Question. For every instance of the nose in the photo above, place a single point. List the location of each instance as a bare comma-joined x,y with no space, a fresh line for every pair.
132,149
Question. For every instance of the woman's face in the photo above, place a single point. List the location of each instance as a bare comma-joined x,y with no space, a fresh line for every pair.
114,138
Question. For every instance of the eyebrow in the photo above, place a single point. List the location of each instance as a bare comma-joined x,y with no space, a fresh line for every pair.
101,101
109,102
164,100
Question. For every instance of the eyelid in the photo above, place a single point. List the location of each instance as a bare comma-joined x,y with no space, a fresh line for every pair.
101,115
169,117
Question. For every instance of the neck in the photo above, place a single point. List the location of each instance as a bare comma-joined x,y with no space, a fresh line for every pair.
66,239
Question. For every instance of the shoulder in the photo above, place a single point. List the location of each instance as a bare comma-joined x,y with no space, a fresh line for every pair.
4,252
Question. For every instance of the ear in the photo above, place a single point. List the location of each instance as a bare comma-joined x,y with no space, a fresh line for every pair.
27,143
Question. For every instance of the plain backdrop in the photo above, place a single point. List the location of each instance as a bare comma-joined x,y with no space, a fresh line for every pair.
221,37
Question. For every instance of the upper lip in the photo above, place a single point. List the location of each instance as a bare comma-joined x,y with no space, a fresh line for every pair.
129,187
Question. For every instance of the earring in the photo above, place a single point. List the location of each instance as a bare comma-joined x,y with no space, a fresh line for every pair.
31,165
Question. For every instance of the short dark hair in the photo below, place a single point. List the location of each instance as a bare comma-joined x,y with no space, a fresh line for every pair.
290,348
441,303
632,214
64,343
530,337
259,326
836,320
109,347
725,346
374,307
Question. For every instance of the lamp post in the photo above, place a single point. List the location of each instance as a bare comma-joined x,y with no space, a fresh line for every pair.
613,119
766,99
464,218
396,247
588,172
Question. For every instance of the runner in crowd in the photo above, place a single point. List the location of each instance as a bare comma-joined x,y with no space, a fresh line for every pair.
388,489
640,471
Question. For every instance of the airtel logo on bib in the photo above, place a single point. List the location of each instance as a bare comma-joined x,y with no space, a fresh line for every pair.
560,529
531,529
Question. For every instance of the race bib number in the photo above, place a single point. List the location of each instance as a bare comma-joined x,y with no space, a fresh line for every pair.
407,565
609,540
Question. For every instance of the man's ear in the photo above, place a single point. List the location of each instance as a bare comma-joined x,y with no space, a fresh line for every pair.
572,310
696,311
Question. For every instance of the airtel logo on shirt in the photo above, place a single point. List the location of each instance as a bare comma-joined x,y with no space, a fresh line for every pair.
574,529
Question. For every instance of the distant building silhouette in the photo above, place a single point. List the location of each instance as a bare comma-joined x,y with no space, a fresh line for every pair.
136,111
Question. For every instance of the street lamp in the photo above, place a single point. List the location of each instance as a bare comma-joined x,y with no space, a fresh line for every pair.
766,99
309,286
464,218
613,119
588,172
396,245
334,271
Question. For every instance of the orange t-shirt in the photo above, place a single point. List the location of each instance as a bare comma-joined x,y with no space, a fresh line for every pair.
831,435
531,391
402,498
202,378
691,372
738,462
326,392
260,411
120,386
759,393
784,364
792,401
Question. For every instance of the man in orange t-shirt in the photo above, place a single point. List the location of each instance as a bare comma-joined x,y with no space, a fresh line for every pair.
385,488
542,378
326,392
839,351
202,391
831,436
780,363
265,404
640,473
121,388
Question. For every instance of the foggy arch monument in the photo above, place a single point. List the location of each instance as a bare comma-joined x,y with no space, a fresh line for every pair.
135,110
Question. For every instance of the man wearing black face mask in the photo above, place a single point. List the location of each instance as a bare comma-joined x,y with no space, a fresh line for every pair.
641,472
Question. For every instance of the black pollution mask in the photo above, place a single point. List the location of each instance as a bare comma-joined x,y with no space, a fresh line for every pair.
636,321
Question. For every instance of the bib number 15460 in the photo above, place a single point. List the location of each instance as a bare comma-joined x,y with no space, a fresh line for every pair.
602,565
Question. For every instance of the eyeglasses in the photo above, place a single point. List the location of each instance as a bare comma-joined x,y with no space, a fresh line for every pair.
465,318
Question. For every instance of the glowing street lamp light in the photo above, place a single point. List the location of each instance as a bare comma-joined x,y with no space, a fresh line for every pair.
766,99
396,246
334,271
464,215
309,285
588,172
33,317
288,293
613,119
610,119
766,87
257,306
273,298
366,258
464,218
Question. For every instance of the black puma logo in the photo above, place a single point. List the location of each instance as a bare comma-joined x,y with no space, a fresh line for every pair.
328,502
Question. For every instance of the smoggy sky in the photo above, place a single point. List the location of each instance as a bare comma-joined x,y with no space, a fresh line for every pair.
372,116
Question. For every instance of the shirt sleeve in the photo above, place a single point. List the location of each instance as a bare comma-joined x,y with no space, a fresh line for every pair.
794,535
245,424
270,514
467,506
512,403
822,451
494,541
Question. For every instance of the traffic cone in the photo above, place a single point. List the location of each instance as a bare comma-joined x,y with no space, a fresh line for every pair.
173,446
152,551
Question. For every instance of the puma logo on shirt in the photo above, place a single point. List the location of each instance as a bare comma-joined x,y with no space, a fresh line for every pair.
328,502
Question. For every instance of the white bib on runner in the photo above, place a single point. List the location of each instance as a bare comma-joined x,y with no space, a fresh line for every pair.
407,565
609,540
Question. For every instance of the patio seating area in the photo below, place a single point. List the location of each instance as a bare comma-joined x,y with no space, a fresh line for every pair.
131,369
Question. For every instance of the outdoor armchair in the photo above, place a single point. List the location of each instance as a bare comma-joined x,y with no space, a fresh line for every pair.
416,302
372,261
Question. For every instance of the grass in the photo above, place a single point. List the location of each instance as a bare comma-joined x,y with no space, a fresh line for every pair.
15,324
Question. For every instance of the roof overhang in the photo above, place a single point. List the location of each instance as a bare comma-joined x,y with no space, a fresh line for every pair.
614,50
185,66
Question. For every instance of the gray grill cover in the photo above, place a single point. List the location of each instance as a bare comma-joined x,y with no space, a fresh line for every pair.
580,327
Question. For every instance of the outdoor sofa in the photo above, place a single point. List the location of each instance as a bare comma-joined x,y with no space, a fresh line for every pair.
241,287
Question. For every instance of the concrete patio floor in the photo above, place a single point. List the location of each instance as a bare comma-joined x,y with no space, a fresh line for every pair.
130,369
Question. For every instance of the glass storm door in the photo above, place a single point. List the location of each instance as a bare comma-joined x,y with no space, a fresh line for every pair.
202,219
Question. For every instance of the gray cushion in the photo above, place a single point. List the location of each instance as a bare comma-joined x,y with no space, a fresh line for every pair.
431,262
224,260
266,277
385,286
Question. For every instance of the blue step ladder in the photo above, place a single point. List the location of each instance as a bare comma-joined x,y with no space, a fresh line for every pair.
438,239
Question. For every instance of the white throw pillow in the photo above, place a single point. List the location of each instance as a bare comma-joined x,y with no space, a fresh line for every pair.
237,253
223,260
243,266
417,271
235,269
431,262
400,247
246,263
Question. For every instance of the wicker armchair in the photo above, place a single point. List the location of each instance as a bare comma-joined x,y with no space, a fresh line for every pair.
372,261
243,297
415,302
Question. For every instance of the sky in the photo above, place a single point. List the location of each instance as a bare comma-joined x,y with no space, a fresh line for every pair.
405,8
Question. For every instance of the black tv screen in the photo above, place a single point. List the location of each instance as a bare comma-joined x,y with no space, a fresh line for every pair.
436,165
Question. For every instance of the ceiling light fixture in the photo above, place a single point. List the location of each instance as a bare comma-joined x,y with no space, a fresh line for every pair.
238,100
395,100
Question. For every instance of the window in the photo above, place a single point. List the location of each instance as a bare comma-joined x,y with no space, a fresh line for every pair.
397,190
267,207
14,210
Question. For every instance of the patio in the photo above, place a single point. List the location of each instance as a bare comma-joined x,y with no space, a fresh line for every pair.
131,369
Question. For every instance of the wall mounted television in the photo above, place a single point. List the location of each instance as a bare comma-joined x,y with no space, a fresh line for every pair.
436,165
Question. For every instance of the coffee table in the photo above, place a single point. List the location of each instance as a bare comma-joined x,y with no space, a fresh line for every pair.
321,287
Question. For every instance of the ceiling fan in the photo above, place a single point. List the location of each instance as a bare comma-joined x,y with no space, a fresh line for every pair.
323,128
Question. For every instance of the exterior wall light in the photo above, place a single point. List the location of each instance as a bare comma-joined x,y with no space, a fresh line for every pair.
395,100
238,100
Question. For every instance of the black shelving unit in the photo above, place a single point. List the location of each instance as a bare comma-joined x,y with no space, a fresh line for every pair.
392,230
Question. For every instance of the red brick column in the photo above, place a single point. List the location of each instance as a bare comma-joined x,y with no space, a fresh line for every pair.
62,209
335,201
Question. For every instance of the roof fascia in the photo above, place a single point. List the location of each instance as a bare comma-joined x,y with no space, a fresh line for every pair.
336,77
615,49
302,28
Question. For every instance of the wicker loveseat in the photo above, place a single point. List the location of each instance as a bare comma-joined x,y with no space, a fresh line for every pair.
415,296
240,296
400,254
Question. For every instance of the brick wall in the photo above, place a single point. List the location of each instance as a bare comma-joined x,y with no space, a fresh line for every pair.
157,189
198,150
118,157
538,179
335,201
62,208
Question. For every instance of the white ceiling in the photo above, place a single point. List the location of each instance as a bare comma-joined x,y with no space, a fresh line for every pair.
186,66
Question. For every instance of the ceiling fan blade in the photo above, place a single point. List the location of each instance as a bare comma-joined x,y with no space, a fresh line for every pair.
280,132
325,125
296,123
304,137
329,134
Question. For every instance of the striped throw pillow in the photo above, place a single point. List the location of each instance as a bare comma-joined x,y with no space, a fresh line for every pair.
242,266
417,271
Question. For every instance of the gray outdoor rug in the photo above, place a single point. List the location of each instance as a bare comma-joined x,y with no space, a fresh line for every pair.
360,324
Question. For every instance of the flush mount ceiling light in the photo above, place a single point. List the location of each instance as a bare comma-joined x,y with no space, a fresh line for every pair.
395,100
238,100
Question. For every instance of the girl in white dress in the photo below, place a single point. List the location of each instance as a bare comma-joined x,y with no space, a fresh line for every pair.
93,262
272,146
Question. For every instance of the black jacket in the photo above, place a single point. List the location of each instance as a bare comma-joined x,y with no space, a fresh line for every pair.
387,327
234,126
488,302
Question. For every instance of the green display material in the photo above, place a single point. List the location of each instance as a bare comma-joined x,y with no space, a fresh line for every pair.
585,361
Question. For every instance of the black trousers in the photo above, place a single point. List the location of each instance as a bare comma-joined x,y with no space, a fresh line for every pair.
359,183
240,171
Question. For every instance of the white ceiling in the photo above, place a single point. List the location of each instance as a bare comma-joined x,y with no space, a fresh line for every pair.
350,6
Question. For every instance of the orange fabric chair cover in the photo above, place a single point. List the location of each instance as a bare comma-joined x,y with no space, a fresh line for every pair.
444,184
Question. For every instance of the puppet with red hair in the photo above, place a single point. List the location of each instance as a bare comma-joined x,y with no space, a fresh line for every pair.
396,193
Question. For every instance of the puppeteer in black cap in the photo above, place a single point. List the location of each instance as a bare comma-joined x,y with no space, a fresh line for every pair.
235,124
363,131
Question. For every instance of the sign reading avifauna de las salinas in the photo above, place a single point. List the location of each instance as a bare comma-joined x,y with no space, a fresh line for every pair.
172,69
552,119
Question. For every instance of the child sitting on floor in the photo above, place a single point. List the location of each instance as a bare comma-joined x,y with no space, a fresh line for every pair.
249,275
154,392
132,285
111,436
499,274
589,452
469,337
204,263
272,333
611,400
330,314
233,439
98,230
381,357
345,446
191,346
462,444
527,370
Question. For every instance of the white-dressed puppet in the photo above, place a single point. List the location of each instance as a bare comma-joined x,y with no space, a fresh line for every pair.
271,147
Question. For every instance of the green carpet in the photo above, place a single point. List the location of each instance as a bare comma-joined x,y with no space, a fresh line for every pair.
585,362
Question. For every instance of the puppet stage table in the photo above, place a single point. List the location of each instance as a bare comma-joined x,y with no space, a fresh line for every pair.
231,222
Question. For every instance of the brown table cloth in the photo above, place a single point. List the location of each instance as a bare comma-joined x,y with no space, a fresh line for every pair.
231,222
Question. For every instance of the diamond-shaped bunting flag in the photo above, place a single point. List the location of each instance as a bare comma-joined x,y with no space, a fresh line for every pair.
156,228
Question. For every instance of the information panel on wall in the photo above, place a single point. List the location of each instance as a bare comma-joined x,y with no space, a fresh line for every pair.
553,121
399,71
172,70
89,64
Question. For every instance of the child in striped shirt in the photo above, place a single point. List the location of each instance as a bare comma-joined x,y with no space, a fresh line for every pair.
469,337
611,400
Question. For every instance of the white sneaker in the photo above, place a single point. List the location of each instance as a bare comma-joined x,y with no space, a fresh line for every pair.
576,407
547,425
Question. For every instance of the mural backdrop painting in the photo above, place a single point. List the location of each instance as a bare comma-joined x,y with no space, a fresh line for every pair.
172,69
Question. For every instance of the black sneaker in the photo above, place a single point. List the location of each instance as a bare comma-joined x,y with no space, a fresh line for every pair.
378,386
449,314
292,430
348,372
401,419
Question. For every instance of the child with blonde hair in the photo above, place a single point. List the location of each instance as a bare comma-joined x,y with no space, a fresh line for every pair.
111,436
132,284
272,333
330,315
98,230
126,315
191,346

•••

Return, unchanged, each line from the line containing "Question. For every instance of the mural" through the last line of the material.

**Exercise output**.
Question. For every instance of the mural backdrop painting in the photo above, place a single point. List the location of each instance as a bare comma-joined x,y with no space, a fresh line for every pair.
172,69
Question. For every instance of the black sneaker in the photo above, place a single point. List the location of each instance as a bare comma-joined x,y with no space, a fresh line for every pair.
378,386
449,314
292,430
348,372
401,419
Question. For every instance of the child with blonde hair in the photo above, place a single point. List the location of each instance as a bare comma-joined x,y with no space, a fresh line for every pair.
111,436
132,284
272,333
330,315
98,230
126,315
191,346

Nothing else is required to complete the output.